◆ Source excerpt:
--------------------

ROYAL INDEMNITY COMPANY, Plaintiff,
v.
E. Louis WERNER, Jr., Defendant.
United States District Court, E.D. Missouri, E.D.
Peter B. Hoffman, Robert E. Tucker, Krotenhof & Ely, St. Louis, Mo., for plaintiff.
Robert Allen, Lewis, Rice & Fingersh, St. Louis, Mo., for defendant.
MEMORANDUM
GUNN, District Judge.
This is a declaratory judgment action brought by an insurer, Royal Indemnity Co. (Royal), against its insured, E. Louis Werner, Jr. The Court has jurisdiction based on diversity of citizenship because the amount in controversy exceeds $50,000 and defendant resides in Arizona while plaintiff is a Delaware corporation with its principal place of business in North Carolina. See 28 U.S.C. § 1332(a).
Werner invested in two limited partnerships. In 1982, when the partnerships became unprofitable, Werner along with other investors sued Irving Cohen, the general partner, for securities fraud. On March 31, 1986, the court entered summary judgment in favor of Cohen against Werner and the other plaintiffs, affirmed in Bastien v. R. Rowland & Co.,
On October 18, 1988, Cohen filed suit against Werner and the other plaintiffs in the securities fraud action, charging them with malicious prosecution (the Cohen suit). Werner demanded that Royal defend and indemnify him in the Cohen suit, relying on his homeowners policy which he obtained on November 12, 1985, and his personal catastrophe liability policy which he subscribed to on June 1, 1987.
Both policies cover claims brought against the insured for damages due to "personal injury ... caused by an occurrence" and both define personal injury as including malicious prosecution. (Homeowners, Coverage E p. 14 & Glossary p. 3; Personal, Part II & Part I p. 2). For the homeowners policy, "`occurrence' means an accident, including exposure to conditions, which results, during the policy period, in ... [p]ersonal [i]njury." (Homeowners, Glossary 5b). The catastrophe policy reads similarly: an occurrence is "[a]n event or continuous or repeated exposure to substantially the same general, harmful conditions, which unexpectedly or unintentionally results in personal injury ... during the policy period." (Personal, Part I p. 2).

--------------------

[Image box annotation records]

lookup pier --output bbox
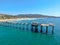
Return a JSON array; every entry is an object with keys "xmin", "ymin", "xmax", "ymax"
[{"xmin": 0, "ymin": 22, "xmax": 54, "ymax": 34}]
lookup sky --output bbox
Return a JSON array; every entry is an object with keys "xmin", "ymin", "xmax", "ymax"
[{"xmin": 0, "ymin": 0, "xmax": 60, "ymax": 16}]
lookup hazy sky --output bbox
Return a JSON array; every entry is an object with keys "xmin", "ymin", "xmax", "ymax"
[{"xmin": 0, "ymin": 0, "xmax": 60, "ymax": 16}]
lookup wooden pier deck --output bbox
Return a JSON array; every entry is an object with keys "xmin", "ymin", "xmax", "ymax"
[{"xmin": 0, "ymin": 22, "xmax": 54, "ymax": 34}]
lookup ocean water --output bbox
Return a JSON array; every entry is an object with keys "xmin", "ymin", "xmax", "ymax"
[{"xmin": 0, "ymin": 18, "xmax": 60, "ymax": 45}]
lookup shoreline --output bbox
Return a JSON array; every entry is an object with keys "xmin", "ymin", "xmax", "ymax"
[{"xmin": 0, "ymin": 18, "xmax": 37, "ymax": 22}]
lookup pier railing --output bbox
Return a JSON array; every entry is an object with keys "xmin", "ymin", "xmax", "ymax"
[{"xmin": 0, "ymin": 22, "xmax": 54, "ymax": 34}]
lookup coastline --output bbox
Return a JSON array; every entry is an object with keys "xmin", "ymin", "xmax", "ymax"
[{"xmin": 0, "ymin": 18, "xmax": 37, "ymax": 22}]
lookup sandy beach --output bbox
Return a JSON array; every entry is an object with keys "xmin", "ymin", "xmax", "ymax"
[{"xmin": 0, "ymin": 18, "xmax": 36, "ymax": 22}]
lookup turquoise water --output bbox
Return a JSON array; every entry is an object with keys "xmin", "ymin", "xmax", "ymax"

--------------------

◆ Given request: Pick up the court memorandum on Royal Indemnity's coverage dispute with Werner and carry it forward from its final sentence.

◆ Task result:
Royal filed this declaratory judgment action contending it has no obligation to defend or indemnify Werner. Werner counterclaimed and filed a motion for summary judgment. Royal responded and filed its motion for judgment on the pleadings to which Werner responded.
One facet of the parties' dispute is whether Cohen's alleged personal injury *691 arising from malicious prosecution resulted during the policy period. Royal contends that its policies do not cover damages caused by a maliciously prosecuted suit filed prior to the policy's effective date. Werner maintains, however, that his policies do cover this malicious prosecution claim because the operative event triggering Royal's liability is the termination of the securities fraud action in Cohen's favor and this occurred during the policy period.
In support of his position Werner relies on Missouri law which specifies that favorable termination is an element of the tort of malicious prosecution. Euge v. LeMay Bank & Trust Co.,
Additionally, Werner points to two sections of the policy which he contends support his position. First, he asserts that Royal's interpretation is inconsistent with its requirement that the insured promptly notify Royal of "how, when and where the occurrence happened." He maintains that under Royal's interpretation its policies require an insured to notify it of every lawsuit he files. Second, Werner contends that the filing and maintenance of the securities fraud action was merely an "exposure to conditions" which caused personal injury upon its termination on October 5, 1987.
Royal advances three other bases for coverage exclusion should the Court find against it on the issue of the timing of the personal injurythe claim arises from a business pursuit, the claim arises from acts of a Board of Directors, and Werner expected or intended the damage.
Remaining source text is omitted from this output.